Directive A:
Answer these questions using the recipe:
(i) How much warm milk does the recipe call for?
(ii) At what temperature is it baked?
(iii) How many minutes after the yeast is dissolved are the melted butter and egg added?
Directive B:
Extract the part of the recipe starting at "- 1 pkg yeast" and ending at "zest is optional)", copied word for word.
Directive C:
Extend the recipe with the steps that would follow its final instruction about pouring the yeast mixture over the flour mixture.
----- Quoted text -----
- 1 pkg yeast
- 1 tablespoon of sugar
- 1 egg
- 5 tablespoon of butter
- 1/2 tsp salt
- 2 1/2 cups flour
- 3/4 cup warm milk
- 4 oz raisins
- 4 oz fruitcake mix
- 1/2 cup chopped almonds
- 1 tsp cardamom
- 1 tsp freshly grated lemon (orange zest is optional)
- egg wash
- 1 tbsp cinnamon and sugar mixture
- Candied cherries
- 1 cup powedered sugar mixed with 2 tbsp water
- bake at 425F for approx. 25-30 min.
- Mix flour with, salt, sugar, fruitcake mix, almonds, cardamom, lemon peal, raisins.
- Dissolve yeast in the warm milk and add a approx. 1 tsp sugar. After 10 min add the melted butter and the egg to the yeast mixture and finally pour it over the flour mixture.
----- Extracted information -----
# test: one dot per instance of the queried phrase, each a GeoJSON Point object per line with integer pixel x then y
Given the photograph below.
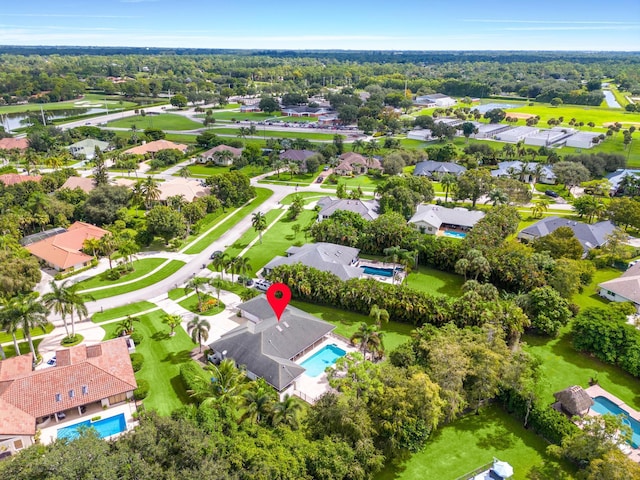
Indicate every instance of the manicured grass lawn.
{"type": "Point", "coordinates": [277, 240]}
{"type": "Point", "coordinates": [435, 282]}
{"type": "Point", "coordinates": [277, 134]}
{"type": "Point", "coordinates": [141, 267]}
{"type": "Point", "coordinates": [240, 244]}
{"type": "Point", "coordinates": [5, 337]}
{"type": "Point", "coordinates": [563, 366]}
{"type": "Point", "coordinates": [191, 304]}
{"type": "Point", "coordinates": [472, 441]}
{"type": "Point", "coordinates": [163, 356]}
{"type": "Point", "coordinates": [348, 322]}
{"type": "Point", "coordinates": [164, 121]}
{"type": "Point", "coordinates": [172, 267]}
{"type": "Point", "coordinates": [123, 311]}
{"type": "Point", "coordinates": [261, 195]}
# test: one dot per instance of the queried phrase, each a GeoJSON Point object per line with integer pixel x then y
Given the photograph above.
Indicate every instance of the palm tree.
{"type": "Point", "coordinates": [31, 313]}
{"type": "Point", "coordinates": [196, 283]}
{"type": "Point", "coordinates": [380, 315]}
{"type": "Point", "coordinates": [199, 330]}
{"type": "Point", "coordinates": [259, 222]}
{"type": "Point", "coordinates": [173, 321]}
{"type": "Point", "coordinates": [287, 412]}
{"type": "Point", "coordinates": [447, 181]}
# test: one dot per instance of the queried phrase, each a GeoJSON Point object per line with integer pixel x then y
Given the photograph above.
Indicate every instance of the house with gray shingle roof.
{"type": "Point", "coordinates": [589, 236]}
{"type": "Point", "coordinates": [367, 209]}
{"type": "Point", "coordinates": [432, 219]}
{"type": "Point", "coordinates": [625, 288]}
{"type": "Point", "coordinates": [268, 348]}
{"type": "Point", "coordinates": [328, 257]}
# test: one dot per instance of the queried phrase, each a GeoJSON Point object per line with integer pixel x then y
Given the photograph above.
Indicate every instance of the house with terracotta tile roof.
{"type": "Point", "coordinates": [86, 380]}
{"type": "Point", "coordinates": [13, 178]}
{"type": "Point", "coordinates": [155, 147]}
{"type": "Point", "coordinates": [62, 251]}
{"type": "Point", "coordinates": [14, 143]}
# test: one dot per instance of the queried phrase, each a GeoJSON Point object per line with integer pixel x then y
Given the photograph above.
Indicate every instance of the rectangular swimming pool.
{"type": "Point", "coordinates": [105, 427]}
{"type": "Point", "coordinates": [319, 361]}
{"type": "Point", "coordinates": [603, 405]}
-----
----- Extracted information -----
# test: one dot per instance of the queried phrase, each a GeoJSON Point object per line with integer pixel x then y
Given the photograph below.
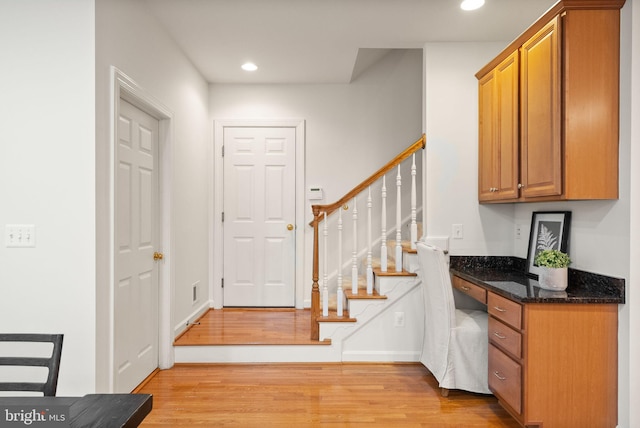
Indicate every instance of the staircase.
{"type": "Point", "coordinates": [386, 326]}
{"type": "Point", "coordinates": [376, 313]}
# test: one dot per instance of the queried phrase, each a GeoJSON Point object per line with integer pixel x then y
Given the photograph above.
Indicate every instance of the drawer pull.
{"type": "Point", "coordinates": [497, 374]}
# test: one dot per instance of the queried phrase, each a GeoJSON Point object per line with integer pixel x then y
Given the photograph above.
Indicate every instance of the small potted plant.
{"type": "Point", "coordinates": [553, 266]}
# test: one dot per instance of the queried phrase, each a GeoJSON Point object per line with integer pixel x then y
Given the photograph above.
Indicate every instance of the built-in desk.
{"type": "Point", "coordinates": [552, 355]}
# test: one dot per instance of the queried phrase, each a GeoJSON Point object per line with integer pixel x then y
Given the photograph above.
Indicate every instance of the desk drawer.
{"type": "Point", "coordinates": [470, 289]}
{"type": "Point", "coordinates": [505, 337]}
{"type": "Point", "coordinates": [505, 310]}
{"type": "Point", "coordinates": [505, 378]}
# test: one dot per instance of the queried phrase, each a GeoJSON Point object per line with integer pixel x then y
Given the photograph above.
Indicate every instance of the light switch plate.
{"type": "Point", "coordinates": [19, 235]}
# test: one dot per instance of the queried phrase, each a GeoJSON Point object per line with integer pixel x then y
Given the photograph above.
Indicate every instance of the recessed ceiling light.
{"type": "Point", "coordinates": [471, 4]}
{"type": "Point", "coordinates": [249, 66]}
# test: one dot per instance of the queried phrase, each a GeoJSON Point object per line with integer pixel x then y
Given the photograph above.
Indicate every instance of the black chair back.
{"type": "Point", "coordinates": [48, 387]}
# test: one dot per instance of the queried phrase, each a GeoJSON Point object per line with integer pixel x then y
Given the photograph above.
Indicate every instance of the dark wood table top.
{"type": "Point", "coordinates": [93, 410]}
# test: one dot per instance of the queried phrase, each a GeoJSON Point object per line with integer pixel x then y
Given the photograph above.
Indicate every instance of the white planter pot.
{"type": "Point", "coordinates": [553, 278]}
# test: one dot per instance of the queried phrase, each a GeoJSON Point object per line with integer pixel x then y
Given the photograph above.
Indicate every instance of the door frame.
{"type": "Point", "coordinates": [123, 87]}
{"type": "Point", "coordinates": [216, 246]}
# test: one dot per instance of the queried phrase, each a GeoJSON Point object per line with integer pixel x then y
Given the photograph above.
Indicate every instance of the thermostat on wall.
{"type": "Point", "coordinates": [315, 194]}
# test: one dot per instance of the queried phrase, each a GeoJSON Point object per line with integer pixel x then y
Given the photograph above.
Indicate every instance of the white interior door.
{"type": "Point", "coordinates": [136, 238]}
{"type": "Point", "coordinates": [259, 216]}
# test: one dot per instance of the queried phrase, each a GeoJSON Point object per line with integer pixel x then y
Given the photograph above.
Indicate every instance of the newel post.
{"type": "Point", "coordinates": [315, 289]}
-----
Exercise response A:
(i) 3/4 cup
(ii) 425F
(iii) 10 minutes

Exercise response B:
- 1 pkg yeast
- 1 tablespoon of sugar
- 1 egg
- 5 tablespoon of butter
- 1/2 tsp salt
- 2 1/2 cups flour
- 3/4 cup warm milk
- 4 oz raisins
- 4 oz fruitcake mix
- 1/2 cup chopped almonds
- 1 tsp cardamom
- 1 tsp freshly grated lemon (orange zest is optional)

Exercise response C:
- Knead the flour for several minutes and leave it covered for approx. 45 min. Punch down and cut the dough into four parts.
- Roll out each part into a long roll and braid the four rolls.
- Shape it into a wreath.
- Brush egg wash on the wreath and sprinkle it with cinnamon sugar mixture, add the cherries and leave it to raise for approx. 45-60 min.
- Bake the wreath in the oven at 425F for approx. 25-35 min or until golden brown.
- Finally add the sugar glaze.
- Serve the bread with butter.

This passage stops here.